→ **EXERCISE GOAL**
In the listing that follows, the lines starting at the one containing "Target: wood plank flooring" and ending at the one containing "Target: parked car" are to be returned exactly, both boundary lines included, and no others.
(Beginning of EXTRACTED ENTRIES)
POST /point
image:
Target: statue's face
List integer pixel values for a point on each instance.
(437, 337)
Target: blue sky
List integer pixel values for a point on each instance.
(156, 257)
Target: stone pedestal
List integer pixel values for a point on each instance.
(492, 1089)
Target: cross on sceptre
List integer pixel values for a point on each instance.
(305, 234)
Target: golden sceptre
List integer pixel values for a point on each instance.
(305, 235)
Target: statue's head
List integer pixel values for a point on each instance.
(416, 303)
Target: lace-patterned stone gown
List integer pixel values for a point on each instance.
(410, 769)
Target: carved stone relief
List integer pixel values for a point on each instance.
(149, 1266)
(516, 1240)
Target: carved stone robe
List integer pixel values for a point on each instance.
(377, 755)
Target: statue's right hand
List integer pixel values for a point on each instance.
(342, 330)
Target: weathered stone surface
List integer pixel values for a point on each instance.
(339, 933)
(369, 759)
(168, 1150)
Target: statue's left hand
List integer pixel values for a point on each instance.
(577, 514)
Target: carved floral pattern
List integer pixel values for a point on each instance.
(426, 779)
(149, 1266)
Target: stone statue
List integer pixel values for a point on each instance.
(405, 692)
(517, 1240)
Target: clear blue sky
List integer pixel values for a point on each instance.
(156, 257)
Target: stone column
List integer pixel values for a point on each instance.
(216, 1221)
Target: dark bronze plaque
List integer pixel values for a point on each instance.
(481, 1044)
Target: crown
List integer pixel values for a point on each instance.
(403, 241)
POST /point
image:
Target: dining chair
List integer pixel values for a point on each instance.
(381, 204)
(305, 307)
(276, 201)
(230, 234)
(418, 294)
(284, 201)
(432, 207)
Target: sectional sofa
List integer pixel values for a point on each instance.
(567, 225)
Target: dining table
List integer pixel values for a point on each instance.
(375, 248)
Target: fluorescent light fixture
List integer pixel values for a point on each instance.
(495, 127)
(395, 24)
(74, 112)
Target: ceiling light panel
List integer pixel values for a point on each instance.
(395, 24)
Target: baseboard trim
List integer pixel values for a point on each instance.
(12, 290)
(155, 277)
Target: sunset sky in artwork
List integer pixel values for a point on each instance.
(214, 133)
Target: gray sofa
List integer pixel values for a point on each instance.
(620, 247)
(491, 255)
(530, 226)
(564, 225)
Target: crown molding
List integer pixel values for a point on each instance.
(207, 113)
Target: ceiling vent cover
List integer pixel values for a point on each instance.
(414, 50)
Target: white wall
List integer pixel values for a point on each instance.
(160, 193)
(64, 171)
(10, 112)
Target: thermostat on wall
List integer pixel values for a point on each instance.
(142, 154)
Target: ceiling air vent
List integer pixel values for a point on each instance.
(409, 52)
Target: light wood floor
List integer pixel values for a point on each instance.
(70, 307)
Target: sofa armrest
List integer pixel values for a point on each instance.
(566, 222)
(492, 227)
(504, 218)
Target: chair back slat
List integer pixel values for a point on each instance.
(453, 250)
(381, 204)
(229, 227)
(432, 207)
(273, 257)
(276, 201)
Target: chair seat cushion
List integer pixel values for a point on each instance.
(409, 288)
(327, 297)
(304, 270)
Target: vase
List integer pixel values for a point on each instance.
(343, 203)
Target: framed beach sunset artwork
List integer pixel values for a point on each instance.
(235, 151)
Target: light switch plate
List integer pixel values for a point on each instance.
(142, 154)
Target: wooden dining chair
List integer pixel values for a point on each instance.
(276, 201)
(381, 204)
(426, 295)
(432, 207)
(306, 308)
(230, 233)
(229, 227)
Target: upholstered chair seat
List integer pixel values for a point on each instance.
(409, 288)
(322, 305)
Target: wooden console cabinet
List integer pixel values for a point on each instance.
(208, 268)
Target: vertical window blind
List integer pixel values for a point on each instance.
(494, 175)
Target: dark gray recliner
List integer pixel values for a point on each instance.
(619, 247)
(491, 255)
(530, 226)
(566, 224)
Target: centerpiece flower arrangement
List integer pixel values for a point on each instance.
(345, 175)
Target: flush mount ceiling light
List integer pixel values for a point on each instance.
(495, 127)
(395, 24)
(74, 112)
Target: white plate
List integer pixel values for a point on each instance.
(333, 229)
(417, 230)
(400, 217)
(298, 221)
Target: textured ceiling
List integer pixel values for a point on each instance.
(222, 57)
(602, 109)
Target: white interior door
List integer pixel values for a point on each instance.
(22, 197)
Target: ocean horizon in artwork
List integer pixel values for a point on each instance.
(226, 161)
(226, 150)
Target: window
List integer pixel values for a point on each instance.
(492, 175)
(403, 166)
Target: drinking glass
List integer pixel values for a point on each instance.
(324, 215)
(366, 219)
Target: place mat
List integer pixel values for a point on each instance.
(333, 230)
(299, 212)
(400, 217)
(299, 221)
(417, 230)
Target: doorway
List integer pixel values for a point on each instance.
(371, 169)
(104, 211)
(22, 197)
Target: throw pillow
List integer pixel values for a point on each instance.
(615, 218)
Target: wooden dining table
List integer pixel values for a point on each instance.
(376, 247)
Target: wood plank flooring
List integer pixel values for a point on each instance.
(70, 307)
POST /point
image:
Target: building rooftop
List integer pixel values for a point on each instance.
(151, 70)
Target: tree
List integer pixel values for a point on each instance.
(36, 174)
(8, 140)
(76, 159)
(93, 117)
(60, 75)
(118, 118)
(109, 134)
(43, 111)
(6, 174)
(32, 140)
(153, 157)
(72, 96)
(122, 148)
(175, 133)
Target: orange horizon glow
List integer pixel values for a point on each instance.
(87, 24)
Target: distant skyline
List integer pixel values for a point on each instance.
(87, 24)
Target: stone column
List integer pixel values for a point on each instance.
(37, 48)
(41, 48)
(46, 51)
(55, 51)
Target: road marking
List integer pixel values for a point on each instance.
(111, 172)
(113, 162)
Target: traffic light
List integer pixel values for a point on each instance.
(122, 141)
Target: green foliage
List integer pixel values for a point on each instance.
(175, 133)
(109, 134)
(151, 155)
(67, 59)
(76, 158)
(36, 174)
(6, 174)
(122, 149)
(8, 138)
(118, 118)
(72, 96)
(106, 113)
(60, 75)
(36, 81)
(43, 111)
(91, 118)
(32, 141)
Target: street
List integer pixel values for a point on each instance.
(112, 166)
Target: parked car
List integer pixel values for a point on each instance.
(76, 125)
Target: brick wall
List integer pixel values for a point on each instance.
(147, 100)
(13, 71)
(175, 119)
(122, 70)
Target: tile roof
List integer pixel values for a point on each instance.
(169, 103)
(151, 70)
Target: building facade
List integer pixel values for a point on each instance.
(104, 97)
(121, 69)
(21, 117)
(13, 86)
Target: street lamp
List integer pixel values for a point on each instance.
(End of EXTRACTED ENTRIES)
→ **PROBLEM SOLUTION**
Target: wood plank flooring
List integer pixel values for a point on each instance.
(70, 307)
POST /point
image:
Target: building rooftop
List integer pixel values for a point on each instance.
(151, 70)
Target: tree
List integer pixel values for a point on each instance.
(36, 174)
(8, 140)
(76, 159)
(93, 117)
(60, 75)
(118, 118)
(109, 134)
(43, 111)
(6, 174)
(32, 140)
(153, 157)
(72, 96)
(122, 148)
(175, 133)
Target: orange horizon glow
List integer pixel values for a point on each instance.
(87, 24)
Target: distant skyline
List integer pixel values for a point on each instance.
(87, 24)
Target: stone column
List integer pixel values for a point on each instance.
(37, 48)
(41, 48)
(46, 51)
(55, 51)
Target: road marking
List integer pixel values for a point on each instance.
(111, 172)
(113, 162)
Target: traffic light
List integer pixel values for a point on each instance.
(122, 141)
Target: green foliage
List integer pixel values for a point on each instance.
(175, 133)
(109, 134)
(151, 155)
(67, 59)
(76, 158)
(36, 174)
(6, 174)
(122, 149)
(8, 138)
(118, 118)
(72, 96)
(106, 113)
(60, 75)
(36, 81)
(43, 111)
(91, 118)
(32, 141)
Target: street
List integer pixel values for a point on each instance.
(112, 166)
Target: parked car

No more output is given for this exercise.